Assigned task: Output each line of the data word for word, from the first through the line that holds "outline --target scone", and leave off whatever follows.

Exercise input:
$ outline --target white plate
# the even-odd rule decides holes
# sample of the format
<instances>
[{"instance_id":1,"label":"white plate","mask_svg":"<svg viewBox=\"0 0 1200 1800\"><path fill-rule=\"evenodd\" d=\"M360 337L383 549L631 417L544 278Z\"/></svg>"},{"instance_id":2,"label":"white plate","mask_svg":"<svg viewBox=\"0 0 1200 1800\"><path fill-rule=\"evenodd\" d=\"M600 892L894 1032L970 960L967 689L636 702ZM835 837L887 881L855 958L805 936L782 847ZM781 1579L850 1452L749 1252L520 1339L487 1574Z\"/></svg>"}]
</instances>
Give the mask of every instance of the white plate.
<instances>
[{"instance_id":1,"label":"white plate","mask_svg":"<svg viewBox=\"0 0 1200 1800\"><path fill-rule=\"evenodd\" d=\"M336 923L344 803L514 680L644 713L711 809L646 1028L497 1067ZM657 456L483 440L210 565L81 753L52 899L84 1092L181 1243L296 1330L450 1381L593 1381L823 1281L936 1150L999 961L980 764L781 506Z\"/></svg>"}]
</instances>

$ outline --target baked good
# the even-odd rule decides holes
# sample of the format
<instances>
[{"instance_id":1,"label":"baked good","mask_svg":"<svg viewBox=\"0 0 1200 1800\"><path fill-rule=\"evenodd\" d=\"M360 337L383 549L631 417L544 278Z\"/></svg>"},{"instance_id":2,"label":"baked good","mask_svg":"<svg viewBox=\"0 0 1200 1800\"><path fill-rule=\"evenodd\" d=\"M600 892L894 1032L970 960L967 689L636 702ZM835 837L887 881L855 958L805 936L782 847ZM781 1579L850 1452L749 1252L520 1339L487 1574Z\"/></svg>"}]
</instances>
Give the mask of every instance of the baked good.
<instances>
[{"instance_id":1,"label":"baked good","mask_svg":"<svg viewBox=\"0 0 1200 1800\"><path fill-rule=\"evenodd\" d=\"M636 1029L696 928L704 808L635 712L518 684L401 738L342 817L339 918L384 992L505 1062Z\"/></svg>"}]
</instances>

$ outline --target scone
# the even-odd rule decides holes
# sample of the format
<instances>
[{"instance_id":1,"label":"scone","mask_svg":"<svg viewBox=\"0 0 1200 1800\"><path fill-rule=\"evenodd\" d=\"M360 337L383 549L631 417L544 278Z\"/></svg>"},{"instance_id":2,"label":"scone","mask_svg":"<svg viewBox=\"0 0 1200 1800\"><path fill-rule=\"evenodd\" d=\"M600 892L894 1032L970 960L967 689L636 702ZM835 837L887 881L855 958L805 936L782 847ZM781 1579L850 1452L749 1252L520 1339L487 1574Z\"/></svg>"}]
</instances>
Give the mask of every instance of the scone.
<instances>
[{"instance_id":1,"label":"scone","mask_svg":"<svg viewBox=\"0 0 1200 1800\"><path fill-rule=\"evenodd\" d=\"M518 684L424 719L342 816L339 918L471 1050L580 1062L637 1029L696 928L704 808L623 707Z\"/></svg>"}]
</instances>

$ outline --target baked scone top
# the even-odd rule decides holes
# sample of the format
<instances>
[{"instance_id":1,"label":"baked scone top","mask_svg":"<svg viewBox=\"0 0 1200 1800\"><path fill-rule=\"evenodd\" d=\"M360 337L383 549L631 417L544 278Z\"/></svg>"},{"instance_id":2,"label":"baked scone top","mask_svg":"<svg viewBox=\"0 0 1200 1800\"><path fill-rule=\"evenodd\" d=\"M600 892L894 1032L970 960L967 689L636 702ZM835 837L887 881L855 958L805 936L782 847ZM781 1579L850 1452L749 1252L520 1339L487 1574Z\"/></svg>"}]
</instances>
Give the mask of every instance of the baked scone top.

Problem solution:
$ outline --target white plate
# the even-odd rule decides holes
# sample of the format
<instances>
[{"instance_id":1,"label":"white plate","mask_svg":"<svg viewBox=\"0 0 1200 1800\"><path fill-rule=\"evenodd\" d=\"M360 337L383 549L631 417L544 278Z\"/></svg>"},{"instance_id":2,"label":"white plate","mask_svg":"<svg viewBox=\"0 0 1200 1800\"><path fill-rule=\"evenodd\" d=\"M600 892L894 1032L970 960L967 689L636 702ZM835 837L887 881L855 958L805 936L782 847ZM781 1579L850 1452L749 1252L520 1339L487 1574Z\"/></svg>"}]
</instances>
Give the mask of every instance of the white plate.
<instances>
[{"instance_id":1,"label":"white plate","mask_svg":"<svg viewBox=\"0 0 1200 1800\"><path fill-rule=\"evenodd\" d=\"M336 923L344 803L514 680L644 713L711 809L646 1028L497 1067ZM657 456L483 440L210 565L81 753L52 899L84 1092L181 1243L296 1330L450 1381L593 1381L823 1281L936 1150L999 961L980 764L781 506Z\"/></svg>"}]
</instances>

$ outline --target baked good
# the even-odd rule decides holes
# sample of the format
<instances>
[{"instance_id":1,"label":"baked good","mask_svg":"<svg viewBox=\"0 0 1200 1800\"><path fill-rule=\"evenodd\" d=\"M360 337L383 549L631 417L544 278Z\"/></svg>"},{"instance_id":2,"label":"baked good","mask_svg":"<svg viewBox=\"0 0 1200 1800\"><path fill-rule=\"evenodd\" d=\"M600 892L894 1032L970 960L967 689L636 702ZM835 837L887 881L855 958L805 936L782 847ZM781 1579L850 1452L749 1252L520 1339L487 1574Z\"/></svg>"}]
</instances>
Give the mask of every instance of the baked good.
<instances>
[{"instance_id":1,"label":"baked good","mask_svg":"<svg viewBox=\"0 0 1200 1800\"><path fill-rule=\"evenodd\" d=\"M636 1029L696 928L704 808L635 712L518 684L401 738L342 817L339 918L384 992L505 1062Z\"/></svg>"}]
</instances>

$ outline --target scone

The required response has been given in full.